Problem to work on:
When you come to the line with "label the woman wearing", begin repeating; continue exactly through the final line of the records and include nothing from before.

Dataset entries
——————————
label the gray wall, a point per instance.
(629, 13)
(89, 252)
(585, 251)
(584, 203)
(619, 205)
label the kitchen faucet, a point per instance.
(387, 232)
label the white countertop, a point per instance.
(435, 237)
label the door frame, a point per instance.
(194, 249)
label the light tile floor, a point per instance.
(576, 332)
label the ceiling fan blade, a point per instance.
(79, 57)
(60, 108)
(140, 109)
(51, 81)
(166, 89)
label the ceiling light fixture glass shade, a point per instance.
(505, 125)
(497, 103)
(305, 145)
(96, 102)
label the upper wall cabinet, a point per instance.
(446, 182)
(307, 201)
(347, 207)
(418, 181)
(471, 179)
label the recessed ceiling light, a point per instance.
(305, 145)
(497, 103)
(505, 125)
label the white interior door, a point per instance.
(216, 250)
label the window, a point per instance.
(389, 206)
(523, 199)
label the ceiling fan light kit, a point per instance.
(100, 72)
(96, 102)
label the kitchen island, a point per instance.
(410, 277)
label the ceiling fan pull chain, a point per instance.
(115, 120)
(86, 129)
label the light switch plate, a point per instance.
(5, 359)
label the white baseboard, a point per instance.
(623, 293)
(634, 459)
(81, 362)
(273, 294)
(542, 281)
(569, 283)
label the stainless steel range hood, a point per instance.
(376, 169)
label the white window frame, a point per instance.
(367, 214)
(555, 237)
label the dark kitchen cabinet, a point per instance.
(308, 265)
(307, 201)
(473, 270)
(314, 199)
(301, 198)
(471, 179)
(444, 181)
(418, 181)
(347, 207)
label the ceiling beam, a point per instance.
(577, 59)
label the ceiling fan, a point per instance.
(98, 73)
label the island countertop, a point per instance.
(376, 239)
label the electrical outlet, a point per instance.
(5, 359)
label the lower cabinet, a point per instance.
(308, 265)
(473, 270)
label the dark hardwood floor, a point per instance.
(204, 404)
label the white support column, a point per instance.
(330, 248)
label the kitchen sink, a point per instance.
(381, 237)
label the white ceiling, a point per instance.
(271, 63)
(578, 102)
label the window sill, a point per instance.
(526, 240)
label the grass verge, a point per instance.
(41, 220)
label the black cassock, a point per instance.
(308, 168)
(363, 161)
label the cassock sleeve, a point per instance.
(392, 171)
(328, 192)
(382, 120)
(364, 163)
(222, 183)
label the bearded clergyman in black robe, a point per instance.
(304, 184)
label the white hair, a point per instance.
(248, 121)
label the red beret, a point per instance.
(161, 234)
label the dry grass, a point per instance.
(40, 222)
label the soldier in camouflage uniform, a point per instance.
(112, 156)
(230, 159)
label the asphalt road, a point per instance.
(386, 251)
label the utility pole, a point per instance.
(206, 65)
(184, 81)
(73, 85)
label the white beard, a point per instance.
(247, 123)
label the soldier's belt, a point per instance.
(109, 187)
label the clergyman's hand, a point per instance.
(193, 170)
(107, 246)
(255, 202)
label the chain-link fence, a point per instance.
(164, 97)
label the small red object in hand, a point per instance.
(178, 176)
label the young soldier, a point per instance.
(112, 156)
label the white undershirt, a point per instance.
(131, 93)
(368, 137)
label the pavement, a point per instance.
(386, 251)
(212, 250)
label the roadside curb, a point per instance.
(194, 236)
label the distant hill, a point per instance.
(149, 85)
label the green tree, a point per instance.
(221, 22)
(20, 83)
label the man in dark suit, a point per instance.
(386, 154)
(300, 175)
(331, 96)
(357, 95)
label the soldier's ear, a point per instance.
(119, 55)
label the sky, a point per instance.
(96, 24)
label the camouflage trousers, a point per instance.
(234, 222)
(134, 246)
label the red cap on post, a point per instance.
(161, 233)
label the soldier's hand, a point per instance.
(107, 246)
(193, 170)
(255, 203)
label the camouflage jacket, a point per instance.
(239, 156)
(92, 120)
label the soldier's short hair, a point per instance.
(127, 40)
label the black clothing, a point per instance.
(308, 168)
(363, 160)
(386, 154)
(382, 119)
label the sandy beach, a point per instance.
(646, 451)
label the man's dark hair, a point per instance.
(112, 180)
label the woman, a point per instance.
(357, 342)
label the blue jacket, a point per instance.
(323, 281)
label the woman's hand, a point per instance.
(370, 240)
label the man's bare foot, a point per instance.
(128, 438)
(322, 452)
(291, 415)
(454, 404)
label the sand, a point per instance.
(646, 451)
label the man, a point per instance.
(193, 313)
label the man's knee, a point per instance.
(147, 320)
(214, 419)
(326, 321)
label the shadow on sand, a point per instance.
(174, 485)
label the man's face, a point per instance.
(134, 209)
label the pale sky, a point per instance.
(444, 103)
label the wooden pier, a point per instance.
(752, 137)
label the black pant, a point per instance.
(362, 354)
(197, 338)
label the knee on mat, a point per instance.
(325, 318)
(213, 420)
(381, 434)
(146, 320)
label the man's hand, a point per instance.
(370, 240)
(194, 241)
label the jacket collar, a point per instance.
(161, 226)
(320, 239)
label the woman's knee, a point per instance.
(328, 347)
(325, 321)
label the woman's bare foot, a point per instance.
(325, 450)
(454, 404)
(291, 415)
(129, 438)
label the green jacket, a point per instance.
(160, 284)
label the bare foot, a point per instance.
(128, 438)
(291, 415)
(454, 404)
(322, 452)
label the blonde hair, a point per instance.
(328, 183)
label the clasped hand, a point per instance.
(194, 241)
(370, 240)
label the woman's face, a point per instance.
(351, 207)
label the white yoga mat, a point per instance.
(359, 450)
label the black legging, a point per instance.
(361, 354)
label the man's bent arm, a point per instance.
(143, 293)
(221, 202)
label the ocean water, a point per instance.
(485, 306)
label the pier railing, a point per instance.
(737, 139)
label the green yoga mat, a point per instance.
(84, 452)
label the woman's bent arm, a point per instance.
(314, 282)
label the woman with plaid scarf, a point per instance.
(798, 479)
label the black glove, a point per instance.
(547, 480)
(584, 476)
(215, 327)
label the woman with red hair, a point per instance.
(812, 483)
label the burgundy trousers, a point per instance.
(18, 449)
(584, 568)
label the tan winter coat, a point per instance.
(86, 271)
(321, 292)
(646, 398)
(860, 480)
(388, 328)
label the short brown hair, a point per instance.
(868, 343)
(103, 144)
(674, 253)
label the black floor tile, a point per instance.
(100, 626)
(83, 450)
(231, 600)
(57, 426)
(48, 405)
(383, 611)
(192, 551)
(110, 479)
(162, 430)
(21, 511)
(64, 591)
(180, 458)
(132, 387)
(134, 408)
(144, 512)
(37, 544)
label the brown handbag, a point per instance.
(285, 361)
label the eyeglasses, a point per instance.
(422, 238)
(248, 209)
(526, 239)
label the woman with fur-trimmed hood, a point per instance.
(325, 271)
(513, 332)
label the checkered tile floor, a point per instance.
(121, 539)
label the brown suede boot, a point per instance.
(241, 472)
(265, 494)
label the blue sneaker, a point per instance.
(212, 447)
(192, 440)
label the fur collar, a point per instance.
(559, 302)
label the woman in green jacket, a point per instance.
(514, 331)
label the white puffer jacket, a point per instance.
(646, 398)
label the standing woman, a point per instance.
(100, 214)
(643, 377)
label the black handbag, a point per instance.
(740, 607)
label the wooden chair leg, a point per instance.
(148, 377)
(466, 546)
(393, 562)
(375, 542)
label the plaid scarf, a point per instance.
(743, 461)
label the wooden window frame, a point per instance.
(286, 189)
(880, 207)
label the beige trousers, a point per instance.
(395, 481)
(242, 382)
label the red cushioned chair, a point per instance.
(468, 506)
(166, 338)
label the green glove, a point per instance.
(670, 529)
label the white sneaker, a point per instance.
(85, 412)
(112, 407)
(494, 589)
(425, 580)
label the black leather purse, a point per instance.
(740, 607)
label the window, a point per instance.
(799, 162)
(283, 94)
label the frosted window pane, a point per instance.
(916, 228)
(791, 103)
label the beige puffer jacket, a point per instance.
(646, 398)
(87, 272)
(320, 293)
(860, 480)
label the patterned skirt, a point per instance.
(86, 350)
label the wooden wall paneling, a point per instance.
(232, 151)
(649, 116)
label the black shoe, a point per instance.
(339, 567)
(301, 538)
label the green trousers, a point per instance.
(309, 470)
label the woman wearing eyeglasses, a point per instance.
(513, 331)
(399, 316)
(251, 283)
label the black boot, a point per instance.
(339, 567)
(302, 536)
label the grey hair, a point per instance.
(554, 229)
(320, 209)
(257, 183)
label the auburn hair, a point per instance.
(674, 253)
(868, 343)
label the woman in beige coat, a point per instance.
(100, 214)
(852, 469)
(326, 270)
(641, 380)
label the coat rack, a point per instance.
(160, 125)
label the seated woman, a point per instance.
——————————
Expected output:
label the woman wearing eyeglasses, a point per instance.
(513, 331)
(399, 316)
(251, 283)
label the black boot, a point per instance.
(339, 567)
(302, 536)
label the grey hair, a point per instance.
(554, 229)
(320, 209)
(257, 183)
label the auburn hair, a point per instance.
(674, 253)
(868, 343)
label the woman in beige coat, a point per instance.
(100, 214)
(852, 469)
(326, 270)
(641, 380)
label the coat rack, a point per instance.
(160, 125)
label the seated woman, a point per instance.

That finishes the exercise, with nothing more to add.